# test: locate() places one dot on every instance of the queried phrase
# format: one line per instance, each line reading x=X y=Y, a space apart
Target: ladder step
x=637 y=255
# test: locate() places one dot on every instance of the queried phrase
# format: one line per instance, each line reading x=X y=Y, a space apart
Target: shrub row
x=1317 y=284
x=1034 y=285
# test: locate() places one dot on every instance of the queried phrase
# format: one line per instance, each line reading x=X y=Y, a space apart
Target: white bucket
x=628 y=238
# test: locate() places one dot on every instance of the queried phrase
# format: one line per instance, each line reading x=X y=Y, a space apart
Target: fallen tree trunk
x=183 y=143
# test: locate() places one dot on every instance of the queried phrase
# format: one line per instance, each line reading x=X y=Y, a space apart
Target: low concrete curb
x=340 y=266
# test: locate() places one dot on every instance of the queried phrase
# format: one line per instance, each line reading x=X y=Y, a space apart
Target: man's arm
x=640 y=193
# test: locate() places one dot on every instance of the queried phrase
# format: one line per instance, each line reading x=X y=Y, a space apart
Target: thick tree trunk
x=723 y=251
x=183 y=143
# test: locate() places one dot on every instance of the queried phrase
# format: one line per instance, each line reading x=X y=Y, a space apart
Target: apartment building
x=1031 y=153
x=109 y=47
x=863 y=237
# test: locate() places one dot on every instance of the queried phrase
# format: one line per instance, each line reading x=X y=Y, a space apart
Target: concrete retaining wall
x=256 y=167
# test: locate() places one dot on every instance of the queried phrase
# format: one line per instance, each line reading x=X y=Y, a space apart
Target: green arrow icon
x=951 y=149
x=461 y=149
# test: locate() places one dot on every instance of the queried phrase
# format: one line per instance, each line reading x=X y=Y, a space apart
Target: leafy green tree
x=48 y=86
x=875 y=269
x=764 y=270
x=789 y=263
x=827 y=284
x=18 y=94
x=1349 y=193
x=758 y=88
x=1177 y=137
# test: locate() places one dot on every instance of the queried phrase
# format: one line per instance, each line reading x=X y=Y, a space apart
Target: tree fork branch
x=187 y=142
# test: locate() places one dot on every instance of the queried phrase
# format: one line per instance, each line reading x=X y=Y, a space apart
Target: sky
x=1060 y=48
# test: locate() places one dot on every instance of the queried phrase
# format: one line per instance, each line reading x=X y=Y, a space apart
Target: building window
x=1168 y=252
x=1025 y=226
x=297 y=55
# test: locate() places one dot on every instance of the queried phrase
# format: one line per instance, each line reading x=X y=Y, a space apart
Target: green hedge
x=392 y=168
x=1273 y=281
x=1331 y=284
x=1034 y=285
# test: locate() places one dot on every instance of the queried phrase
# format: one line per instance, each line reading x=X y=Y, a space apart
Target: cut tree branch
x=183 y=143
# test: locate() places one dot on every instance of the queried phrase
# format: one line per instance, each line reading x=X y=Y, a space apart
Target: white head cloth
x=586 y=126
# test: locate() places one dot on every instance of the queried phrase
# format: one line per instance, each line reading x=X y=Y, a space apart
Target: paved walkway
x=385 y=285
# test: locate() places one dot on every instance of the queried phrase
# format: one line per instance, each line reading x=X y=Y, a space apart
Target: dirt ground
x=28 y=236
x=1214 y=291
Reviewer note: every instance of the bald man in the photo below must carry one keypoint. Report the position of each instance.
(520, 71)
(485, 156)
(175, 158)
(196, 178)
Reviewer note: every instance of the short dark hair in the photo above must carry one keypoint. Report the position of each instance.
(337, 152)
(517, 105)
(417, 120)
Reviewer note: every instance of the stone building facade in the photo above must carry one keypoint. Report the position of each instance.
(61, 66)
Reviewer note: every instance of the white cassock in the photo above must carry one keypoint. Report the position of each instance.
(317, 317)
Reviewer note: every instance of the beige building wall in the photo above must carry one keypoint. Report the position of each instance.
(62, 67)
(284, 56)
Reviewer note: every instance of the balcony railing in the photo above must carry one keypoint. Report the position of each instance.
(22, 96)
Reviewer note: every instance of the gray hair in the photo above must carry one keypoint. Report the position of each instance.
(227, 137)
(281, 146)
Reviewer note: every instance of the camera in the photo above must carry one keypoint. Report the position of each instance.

The task: Output an exact copy of each record.

Response to this task:
# test: locate() places one dot on every instance of the queried phrase
# format: one line per instance, each line reading x=X y=Y, a space apart
Target: ladder step
x=637 y=255
# test: locate() places one dot on every instance of the queried phrase
# format: one line per instance, each line reading x=X y=Y, a space apart
Target: shrub row
x=1317 y=284
x=1034 y=285
# test: locate() places one dot on every instance of the queried phrase
# format: one line per instance, each line reading x=X y=Y, a space apart
Target: white bucket
x=628 y=238
# test: locate() places one dot on every instance of the queried phrase
# format: one line per instance, each line reading x=X y=Y, a space apart
Target: fallen tree trunk
x=183 y=143
# test: locate() places one dot on every instance of the queried phrase
# format: one line per instance, each line reading x=X y=Y, a space apart
Target: low concrete curb
x=340 y=266
# test: locate() places one dot on every instance of the queried phrase
# format: one line per instance, each line reading x=X y=Y, a space apart
Target: man's arm
x=640 y=193
# test: locate() places one dot on every instance of the queried phrase
# format: one line per instance, each line reading x=X y=Y, a space apart
Target: thick tree trunk
x=723 y=251
x=183 y=143
# test: locate() places one dot on every instance of the queried phrase
# format: one line per instance, each line reading x=X y=Y, a space apart
Target: apartment building
x=1031 y=153
x=109 y=47
x=863 y=237
# test: locate() places one dot on every instance of the queried phrase
# format: one line per instance, each line reading x=X y=Y, a space apart
Target: concrete retaining wall
x=256 y=167
# test: locate() places one dot on every instance of the queried phrase
# format: one line per instance, each line reading x=X y=Y, a space apart
Target: green arrow icon
x=951 y=149
x=461 y=149
# test: locate() places one dot on every instance of the queried phrase
# format: one line per instance, each line reading x=X y=Y, a space apart
Target: leafy green tree
x=48 y=86
x=875 y=269
x=764 y=270
x=789 y=263
x=827 y=284
x=18 y=94
x=1349 y=193
x=758 y=88
x=1177 y=137
# test: locate() places one dot on every instance of the queried phrase
# format: one line per instance, each line reading x=X y=Y, a space apart
Target: tree fork branch
x=187 y=142
# test: locate() places one dot on every instance of the queried phrase
# format: one line per instance, each line reading x=X y=Y, a space apart
Target: sky
x=1060 y=48
# test: locate() places one dot on every instance of the queried phrase
# format: one line per instance, each line reading x=X y=Y, a space apart
Target: building window
x=1168 y=252
x=1025 y=226
x=297 y=55
# test: locate() places one dot on every instance of the queried phrase
# format: one line per instance, each line reading x=X y=Y, a space apart
Target: green hedge
x=392 y=168
x=1273 y=281
x=1331 y=284
x=1034 y=285
# test: locate() places one dot on every instance of the queried phrase
# format: one line per instance, each line reading x=X y=Y, a space apart
Target: cut tree branch
x=183 y=143
# test: locate() places one dot on every instance of the queried phrase
# format: one line per instance, each line reading x=X y=Y, a space apart
Target: white head cloth
x=586 y=126
# test: locate() places one dot on every instance of the queried phrase
# format: one line per instance, each line reading x=X y=Y, a space apart
Target: paved walkway
x=385 y=285
# test: locate() places one dot on every instance of the queried phrase
# format: one line per instance, each line reading x=X y=Y, a space apart
Target: dirt ground
x=28 y=236
x=1214 y=291
Reviewer note: every instance of the bald man in the photo below must carry one keypoint. Report the position of each instance.
(520, 71)
(485, 156)
(175, 158)
(196, 178)
Reviewer note: every instance of the short dark hair in the photo above must carry one keypoint. Report the position of each instance.
(337, 152)
(517, 105)
(417, 120)
Reviewer note: every instance of the stone building facade in the photo above must carry one keypoint. Report the position of each instance.
(61, 66)
Reviewer note: every instance of the white cassock in the photo above must carry one keypoint. Report the position of each instance.
(317, 317)
Reviewer note: every instance of the beige building wall in the photo above must carry one keypoint. Report the position of each instance.
(62, 67)
(284, 56)
Reviewer note: every instance of the balcony railing in the photo above must carry one keypoint. Report the position of each instance.
(22, 96)
Reviewer note: every instance of the gray hair in the photo above must carry one keypoint. Report the position of each instance.
(227, 137)
(281, 146)
Reviewer note: every instance of the camera in the photo above must carry one keypoint. Report the position of each instance.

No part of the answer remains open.